## Instruction:
Convert every line of the records below into a JSON list of strings, with one string per line and any blank lines left out.

* start *

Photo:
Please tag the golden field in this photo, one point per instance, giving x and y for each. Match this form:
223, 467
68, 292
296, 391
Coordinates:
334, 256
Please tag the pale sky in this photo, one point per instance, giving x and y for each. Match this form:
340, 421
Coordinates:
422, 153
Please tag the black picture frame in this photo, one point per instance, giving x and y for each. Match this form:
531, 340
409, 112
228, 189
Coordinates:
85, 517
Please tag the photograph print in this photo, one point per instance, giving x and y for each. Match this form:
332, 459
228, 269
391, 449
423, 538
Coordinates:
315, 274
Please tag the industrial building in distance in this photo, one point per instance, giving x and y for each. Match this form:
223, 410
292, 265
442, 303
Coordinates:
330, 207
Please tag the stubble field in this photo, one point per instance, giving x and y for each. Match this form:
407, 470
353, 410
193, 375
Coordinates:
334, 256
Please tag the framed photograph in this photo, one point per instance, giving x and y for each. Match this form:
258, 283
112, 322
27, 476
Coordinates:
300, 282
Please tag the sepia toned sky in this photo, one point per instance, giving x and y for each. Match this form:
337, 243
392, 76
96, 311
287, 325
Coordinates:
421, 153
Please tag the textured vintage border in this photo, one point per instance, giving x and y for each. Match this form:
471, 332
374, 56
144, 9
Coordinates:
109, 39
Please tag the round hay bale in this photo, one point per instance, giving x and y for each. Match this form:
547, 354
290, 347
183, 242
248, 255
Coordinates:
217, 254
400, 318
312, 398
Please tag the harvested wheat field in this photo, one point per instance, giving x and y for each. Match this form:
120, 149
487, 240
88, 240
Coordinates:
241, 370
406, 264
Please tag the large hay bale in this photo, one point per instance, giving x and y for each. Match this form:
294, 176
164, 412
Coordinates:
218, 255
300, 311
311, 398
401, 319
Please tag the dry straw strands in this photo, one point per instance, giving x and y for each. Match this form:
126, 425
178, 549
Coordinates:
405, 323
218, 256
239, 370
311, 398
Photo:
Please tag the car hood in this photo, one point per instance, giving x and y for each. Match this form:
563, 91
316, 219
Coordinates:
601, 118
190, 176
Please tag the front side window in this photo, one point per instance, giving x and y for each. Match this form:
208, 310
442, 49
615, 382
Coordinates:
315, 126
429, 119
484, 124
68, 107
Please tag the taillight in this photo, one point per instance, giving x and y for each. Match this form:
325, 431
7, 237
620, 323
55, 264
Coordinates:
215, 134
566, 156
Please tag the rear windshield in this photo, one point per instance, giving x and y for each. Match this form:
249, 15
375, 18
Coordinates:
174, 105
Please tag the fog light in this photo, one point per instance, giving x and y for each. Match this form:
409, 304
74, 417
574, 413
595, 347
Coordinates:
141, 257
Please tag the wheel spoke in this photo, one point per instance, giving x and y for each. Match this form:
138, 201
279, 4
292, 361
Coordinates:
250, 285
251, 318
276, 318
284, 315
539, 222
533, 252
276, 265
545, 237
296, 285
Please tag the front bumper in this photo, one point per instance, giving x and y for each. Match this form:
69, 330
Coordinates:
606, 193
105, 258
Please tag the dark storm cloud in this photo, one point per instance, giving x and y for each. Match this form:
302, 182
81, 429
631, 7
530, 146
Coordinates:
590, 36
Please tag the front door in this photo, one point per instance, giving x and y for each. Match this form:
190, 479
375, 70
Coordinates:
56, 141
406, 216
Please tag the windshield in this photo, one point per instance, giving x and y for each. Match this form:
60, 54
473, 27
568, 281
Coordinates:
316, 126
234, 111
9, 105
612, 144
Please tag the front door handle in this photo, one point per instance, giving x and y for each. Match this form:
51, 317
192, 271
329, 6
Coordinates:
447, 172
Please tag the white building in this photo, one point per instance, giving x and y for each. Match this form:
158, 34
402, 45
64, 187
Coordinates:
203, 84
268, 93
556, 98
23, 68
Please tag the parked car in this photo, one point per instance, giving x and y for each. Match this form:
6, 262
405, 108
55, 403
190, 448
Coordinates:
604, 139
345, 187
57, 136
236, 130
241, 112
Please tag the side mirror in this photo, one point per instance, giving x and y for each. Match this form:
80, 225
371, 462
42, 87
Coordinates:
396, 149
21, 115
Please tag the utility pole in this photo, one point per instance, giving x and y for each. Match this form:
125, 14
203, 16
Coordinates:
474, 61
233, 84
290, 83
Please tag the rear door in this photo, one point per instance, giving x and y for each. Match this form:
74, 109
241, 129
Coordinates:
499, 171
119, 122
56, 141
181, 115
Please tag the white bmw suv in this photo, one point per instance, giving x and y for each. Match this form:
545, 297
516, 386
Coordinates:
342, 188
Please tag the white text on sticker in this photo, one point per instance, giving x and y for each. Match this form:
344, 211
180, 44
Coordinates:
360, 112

* end *

## Result of the task:
[
  "Photo:",
  "Please tag the golden field in this photo, one point per instance, giving x and y for each. Match this form:",
  "223, 467",
  "68, 292",
  "296, 391",
  "Coordinates:",
  "334, 256",
  "Please tag the pale sky in this photo, one point per instance, giving x and y for each. Match this form:",
  "340, 421",
  "Coordinates:",
  "422, 153",
  "Please tag the black picture frame in this photo, one point per instance, giving x and y for each. Match this form:",
  "531, 340",
  "409, 112",
  "228, 189",
  "Coordinates:",
  "85, 517",
  "Please tag the photograph print in this photo, one point per instance, giving x and y for each. Match this form:",
  "332, 459",
  "228, 269",
  "391, 449",
  "423, 538",
  "Coordinates:",
  "315, 274",
  "Please tag the industrial building in distance in this photo, one point per instance, giving x and y for each. Match this form:",
  "223, 410",
  "292, 265",
  "442, 303",
  "Coordinates:",
  "330, 207",
  "Please tag the stubble field in this photo, one point per instance, giving x and y for each. Match this form:",
  "407, 470",
  "353, 410",
  "193, 375",
  "Coordinates:",
  "334, 256",
  "Please tag the framed photograph in this photo, one point per instance, giving x and y for each. Match this form:",
  "258, 283",
  "112, 322",
  "27, 476",
  "Coordinates:",
  "300, 282",
  "Please tag the sepia toned sky in this photo, one point per instance, giving x and y for each. Match this form:",
  "337, 243",
  "392, 76",
  "96, 311",
  "287, 325",
  "Coordinates:",
  "421, 153",
  "Please tag the textured vintage border in this photo, one point per instance, giving x and y for each. Match this form:",
  "471, 332",
  "374, 56",
  "144, 9",
  "Coordinates:",
  "109, 39",
  "Please tag the round hay bale in this photo, one point per instance, giving x and y for each. Match this form:",
  "547, 354",
  "290, 347",
  "183, 242",
  "248, 255",
  "Coordinates:",
  "217, 254",
  "400, 318",
  "312, 398",
  "Please tag the harvested wheat field in this photo, one point per instance, giving x and y for each. Match this form:",
  "120, 149",
  "487, 240",
  "88, 240",
  "Coordinates:",
  "241, 370",
  "406, 264",
  "Please tag the large hay bale in this photo, one point per instance, giving x and y for each. Match this form:",
  "294, 176",
  "164, 412",
  "Coordinates:",
  "218, 255",
  "300, 311",
  "311, 398",
  "401, 319",
  "Please tag the dry straw strands in this photo, one point per instance, giving x and y for each. Match this form:",
  "126, 425",
  "178, 549",
  "Coordinates:",
  "405, 323",
  "218, 256",
  "239, 370",
  "311, 398",
  "Photo:",
  "Please tag the car hood in this photo, one point per instance, giving x and y for each. Match this form:",
  "563, 91",
  "316, 219",
  "Coordinates:",
  "601, 118",
  "190, 176",
  "Please tag the front side window in this photo, one point per instance, giving x and y for each. Match this form:",
  "208, 310",
  "442, 49",
  "615, 382",
  "Coordinates:",
  "315, 126",
  "429, 119",
  "484, 124",
  "68, 107",
  "Please tag the taillight in this photo, one point per instance, giving x and y for each. Match this form:",
  "325, 431",
  "7, 237",
  "620, 323",
  "55, 264",
  "Coordinates:",
  "215, 134",
  "566, 156",
  "Please tag the rear windshield in this photo, one point per instance, giving x and y for each. Match this form:",
  "249, 15",
  "375, 18",
  "Coordinates:",
  "174, 105",
  "Please tag the fog light in this photo, one point per instance, giving x and y for each. Match this form:",
  "409, 304",
  "74, 417",
  "574, 413",
  "595, 347",
  "Coordinates:",
  "141, 257",
  "Please tag the wheel spoke in this photo, one point per instance, giving x and y for each. Match this form:",
  "138, 201",
  "279, 4",
  "292, 361",
  "Coordinates:",
  "250, 285",
  "251, 318",
  "276, 318",
  "284, 315",
  "539, 222",
  "533, 252",
  "276, 265",
  "545, 237",
  "296, 285",
  "Please tag the front bumper in this photo, one point per instance, giving x and y for each. Match this form:",
  "69, 330",
  "Coordinates:",
  "606, 193",
  "105, 258",
  "Please tag the dark storm cloud in this photo, one point per instance, giving x and y for each. Match this form:",
  "302, 182",
  "81, 429",
  "631, 7",
  "530, 146",
  "Coordinates:",
  "590, 36",
  "Please tag the front door in this photo, one point per instance, giving x and y for each. Match this form:",
  "190, 479",
  "375, 70",
  "Coordinates:",
  "56, 141",
  "406, 216",
  "Please tag the windshield in this photo, one point per instance, giving x and y for each. Match this form:",
  "60, 54",
  "473, 27",
  "568, 281",
  "Coordinates:",
  "316, 126",
  "234, 111",
  "9, 105",
  "612, 144",
  "Please tag the front door handle in this photo, one point per instance, giving x and y for each. Match this form:",
  "51, 317",
  "192, 271",
  "329, 6",
  "Coordinates:",
  "447, 172",
  "Please tag the white building in this photo, one point per instance, giving x and y for each. Match this form:",
  "158, 34",
  "402, 45",
  "64, 187",
  "Coordinates:",
  "203, 84",
  "268, 93",
  "556, 98",
  "23, 68",
  "Please tag the parked car in this photo, one point per instance, giving x and y for each. Match this form:",
  "6, 262",
  "405, 108",
  "55, 403",
  "190, 448",
  "Coordinates:",
  "604, 139",
  "345, 187",
  "57, 136",
  "236, 130",
  "241, 112",
  "Please tag the side mirror in this photo, one point per instance, giving x and y for each. Match this form:",
  "80, 225",
  "371, 462",
  "42, 87",
  "Coordinates:",
  "396, 149",
  "21, 115",
  "Please tag the utility pole in this photo, one point per instance, giving x and y for each. Match this form:",
  "125, 14",
  "203, 16",
  "Coordinates:",
  "474, 61",
  "233, 84",
  "290, 83",
  "Please tag the rear door in this photo, one point per instance, giving x and y for each. Match this form:",
  "74, 109",
  "241, 129",
  "Coordinates:",
  "499, 171",
  "119, 122",
  "56, 141",
  "181, 115",
  "Please tag the white bmw suv in this photo, one point per instance, giving x and y for each. Match this form:",
  "545, 297",
  "516, 386",
  "Coordinates:",
  "342, 188",
  "Please tag the white text on sticker in this photo, one point per instance, giving x and y for each. Match this form:",
  "344, 211",
  "180, 44",
  "Coordinates:",
  "360, 112"
]